TEXTO PARA ANÁLISE:
· · · · · · ·

Círculo de fogo

"Presidente, me deixe ficar velha", pede ex-executiva de multinacional que tenta se livrar das drogas

Veronica Sevilla, 44, já esteve dos dois lados do crescimento econômico filipino, que no trimestre encerrado em setembro foi o maior do Leste Asiático: 7,1% anualizados, superando a China (6,7%).

"Já fomos um tigre asiático; agora somos uma nação-rato", diz a ex-diretora-financeira do conglomerado empresarial Lippo, na Indonésia, e ex-viciada em shabu.

Nascida numa família rica, teve acesso a escola particular, medicina de Primeiro Mundo e todas as grifes internacionais.

O Lippo, de cuja direção ela participou por cinco anos, é um dos maiores grupos empresariais asiáticos e Veronica poderia estar hoje entre os principais privilegiados pela política fiscal austera e as medidas econômicas do governo anterior.

Na estimativa do FMI, as Filipinas devem garantir taxas de crescimento acima de 6% pelos próximos seis anos, chegando a 7% em 2019, 2020 e 2021.

Vincent Go/Folhapress
Veronica at Barangay 377.
Veronica Sevilla, na barangay Punong, onde mora, em Manila

Mas o vício em metanfetamina, iniciado aos 18 anos, a colocou na outra ponta da escala social filipina, em que o PIB per capita (em paridade de poder de compra, medida usada para comparar diferentes países) é metade do da China, ou pouco mais de US$ 7 mil neste ano, segundo o FMI.

· · · · · · ·

OS DADOS:
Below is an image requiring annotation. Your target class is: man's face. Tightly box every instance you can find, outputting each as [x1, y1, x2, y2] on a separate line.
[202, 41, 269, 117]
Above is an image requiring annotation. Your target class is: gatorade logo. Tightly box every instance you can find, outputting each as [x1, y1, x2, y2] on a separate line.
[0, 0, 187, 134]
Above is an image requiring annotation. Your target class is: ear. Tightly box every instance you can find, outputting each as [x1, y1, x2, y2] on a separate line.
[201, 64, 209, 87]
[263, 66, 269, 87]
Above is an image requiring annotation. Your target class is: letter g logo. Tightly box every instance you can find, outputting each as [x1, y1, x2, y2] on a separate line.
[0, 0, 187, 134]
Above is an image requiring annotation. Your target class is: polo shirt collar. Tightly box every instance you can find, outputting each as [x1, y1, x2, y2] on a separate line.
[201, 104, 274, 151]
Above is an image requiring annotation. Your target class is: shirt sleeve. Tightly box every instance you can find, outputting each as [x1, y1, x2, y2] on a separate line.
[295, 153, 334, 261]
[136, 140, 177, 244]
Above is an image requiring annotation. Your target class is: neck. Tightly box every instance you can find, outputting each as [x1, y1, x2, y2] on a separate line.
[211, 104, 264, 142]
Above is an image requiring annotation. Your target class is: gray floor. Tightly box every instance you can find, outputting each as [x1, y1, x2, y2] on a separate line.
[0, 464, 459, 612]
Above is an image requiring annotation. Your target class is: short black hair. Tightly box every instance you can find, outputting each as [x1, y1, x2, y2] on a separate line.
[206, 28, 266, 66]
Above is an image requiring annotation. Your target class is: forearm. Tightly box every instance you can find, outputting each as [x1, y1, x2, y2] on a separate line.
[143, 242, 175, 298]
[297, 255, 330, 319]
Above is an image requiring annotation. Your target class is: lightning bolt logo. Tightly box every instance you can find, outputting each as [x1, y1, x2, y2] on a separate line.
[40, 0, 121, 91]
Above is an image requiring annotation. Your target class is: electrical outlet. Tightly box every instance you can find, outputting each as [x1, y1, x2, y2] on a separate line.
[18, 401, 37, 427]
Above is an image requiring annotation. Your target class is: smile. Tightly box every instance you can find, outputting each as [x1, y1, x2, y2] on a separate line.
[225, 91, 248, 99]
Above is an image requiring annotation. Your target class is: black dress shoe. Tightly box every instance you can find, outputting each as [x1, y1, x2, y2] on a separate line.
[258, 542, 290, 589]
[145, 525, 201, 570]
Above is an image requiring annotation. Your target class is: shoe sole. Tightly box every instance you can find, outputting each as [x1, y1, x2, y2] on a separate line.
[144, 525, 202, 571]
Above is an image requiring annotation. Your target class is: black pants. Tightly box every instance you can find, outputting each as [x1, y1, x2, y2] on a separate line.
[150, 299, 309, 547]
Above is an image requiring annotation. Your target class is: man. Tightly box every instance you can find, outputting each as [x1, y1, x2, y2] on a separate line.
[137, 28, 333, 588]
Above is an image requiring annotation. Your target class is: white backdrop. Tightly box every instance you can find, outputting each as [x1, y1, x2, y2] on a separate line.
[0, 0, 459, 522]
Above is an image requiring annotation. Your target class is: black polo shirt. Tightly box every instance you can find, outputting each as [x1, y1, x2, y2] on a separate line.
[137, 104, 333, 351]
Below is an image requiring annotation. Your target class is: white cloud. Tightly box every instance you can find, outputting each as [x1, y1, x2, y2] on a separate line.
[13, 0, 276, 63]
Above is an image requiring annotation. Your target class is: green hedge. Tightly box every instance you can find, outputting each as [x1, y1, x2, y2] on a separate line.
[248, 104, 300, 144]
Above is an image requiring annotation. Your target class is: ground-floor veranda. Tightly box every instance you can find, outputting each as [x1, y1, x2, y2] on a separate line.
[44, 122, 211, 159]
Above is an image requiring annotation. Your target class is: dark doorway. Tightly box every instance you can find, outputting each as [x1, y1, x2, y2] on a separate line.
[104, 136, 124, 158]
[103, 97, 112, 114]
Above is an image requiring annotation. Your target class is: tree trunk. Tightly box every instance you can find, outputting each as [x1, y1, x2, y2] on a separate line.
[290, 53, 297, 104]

· · · · · · ·

TAREFA 1: Segundo a reportagem sobre Veronica Sevilla, com que idade ela começou no vício em metanfetamina?
TAREFA 2: Prossiga a reportagem sobre Veronica Sevilla a partir da última frase apresentada.
A listagem provém de outra fonte.

RESPOSTA 1: Aos 18 anos.

RESPOSTA 2:
Na semana do Dia dos Mortos, Veronica comemorava os 700 pesos (US$ 14) por dia que conseguira guardar ajudando motoristas a achar vagas de estacionamento perto de cemitérios.

Vincent Go - 2.nov.2016/Folhapress
atual companheiro de Veronica Sevilla e pai de sua filha de dois anos varre rua na comunidade em que vivem, em Manila.
Companheiro de Vicente trabalha em limpeza de rua no Dia dos Mortos

"Ganhei uma segunda chance", diz a mãe de oito filho, o mais velho com 28 anos e o mais novo com 2.

A ex-executiva diz estar livre de drogas há cinco meses, desde que começou a frequentar as reuniões do programa Meio de Vida com o padre Renato Bobby Dela Cruz, ministro de justiça reparadora da Arquidiocese de Manila.

Mora ao lado da quadra de basquete da barangay 337, em Punong, Manila, com o companheiro, também ex-viciado, também no programa de reabilitação.

"Já passei por desintoxicação várias vezes, por quatro meses, seis meses, oito meses. Mas quem encontra a mesma situação lá fora quando sai da clínica acaba recaindo nas drogas", diz Veronica.

Para ela, as seções promovidas pelo padre Bobby são diferentes porque "fazem os dependentes mudarem por dentro".

Veronica e seu companheiro dormem sobre um tablado aberto e temem ser vítimas dos grupos de extermínio.

"Fico apavorada, porque assinamos a confissão e eles ficaram com todos os nossos dados: fotos, digitais, endereço. E os pistoleiros e a polícia, quando querem matar, simplesmente vão e matam. Não há defesa, não há interrogatório."

Antes de ser "adotada" por Victoria Grande, a chefe de barangay que criou o Meio de Vida com a polícia e a igreja, a ex-executiva dormia dentro de jeepneys (miniônibus improvisados sobre chassis de jeeps) estacionados nos meios-fios.

Renegada pela família e pelos filhos mais velhos durante duas décadas, Veronica diz que a reabilitação também está ajudando a reatar os laços com os parentes.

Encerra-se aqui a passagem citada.